Aim of the exercise:
Your answer should hold all lines of the entries that include the word "piling".
** Exercise materials follows **
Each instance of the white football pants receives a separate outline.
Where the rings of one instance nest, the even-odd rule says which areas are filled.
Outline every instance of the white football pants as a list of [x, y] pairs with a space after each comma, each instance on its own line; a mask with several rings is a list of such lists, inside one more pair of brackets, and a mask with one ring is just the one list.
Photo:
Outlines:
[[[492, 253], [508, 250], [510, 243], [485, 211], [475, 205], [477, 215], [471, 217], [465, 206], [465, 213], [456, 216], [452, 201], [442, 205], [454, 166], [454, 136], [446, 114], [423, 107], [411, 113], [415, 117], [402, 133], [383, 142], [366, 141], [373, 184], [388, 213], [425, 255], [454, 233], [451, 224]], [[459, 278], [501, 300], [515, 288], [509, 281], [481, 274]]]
** End of Exercise materials **
** Exercise materials follows **
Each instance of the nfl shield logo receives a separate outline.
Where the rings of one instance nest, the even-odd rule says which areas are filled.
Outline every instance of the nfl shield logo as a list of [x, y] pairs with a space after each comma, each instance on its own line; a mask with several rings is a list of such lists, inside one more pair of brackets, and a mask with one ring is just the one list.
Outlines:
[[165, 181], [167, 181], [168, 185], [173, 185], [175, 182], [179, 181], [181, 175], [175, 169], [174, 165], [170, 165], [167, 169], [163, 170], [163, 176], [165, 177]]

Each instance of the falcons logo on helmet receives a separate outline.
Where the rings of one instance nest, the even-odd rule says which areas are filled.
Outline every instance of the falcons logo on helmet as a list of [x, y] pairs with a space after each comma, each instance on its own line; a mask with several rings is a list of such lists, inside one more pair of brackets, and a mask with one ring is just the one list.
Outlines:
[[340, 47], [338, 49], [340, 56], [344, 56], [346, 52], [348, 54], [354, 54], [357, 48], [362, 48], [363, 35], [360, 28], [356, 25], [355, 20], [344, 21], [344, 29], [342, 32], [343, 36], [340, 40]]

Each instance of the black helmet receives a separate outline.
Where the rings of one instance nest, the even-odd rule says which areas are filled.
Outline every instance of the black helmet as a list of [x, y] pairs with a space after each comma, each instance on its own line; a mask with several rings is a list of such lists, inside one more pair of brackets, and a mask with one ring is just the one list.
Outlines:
** End of Exercise materials **
** Exercise materials follows **
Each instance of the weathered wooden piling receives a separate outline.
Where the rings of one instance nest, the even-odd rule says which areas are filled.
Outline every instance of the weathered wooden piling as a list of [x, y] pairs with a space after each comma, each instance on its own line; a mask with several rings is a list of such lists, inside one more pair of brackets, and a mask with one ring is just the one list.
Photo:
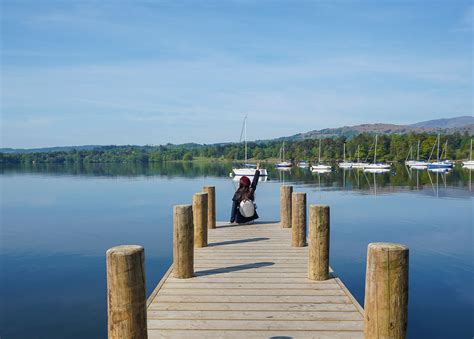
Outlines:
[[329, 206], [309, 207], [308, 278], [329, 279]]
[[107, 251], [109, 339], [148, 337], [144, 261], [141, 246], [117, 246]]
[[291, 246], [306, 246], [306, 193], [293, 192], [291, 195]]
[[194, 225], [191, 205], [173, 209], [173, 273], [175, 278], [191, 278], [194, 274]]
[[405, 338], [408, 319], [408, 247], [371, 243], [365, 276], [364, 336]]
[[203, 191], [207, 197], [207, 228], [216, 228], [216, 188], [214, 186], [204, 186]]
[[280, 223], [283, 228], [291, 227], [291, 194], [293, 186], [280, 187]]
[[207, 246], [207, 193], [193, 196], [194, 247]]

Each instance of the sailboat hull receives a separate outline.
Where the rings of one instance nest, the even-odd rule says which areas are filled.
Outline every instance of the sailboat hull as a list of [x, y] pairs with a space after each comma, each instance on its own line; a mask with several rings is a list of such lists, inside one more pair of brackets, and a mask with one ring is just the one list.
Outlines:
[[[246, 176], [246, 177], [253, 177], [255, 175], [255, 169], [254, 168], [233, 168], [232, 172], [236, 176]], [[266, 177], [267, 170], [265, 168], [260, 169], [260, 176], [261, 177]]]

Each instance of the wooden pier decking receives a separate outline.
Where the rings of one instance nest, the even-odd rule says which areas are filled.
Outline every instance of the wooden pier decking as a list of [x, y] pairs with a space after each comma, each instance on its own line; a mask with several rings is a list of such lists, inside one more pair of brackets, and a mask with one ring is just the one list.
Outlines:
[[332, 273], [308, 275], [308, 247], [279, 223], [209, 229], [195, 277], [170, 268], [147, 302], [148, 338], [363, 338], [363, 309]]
** End of Exercise materials **
Solution to this problem:
Each instance of the weathered wooden piling receives a separate outline.
Outline every instance of the weathered wooden piling as a list of [x, y] pairs with a space after each comma, each instance on its own line; a mask with several rings is a list of such lists, inside one more pair of brackets, and a mask with one ring is just the one list.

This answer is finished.